**THE INPUT**
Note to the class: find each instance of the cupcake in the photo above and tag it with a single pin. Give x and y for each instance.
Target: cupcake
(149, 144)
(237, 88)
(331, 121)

**WORK TO DO**
Rewrite the rows above with "cupcake" swapped for "muffin" throughout, leaving everything else untouched.

**PROBLEM SOLUTION**
Note to the class: find each instance of the muffin in the photo above and tag it with a single pin. Give x and y for each instance.
Target: muffin
(149, 144)
(237, 88)
(331, 121)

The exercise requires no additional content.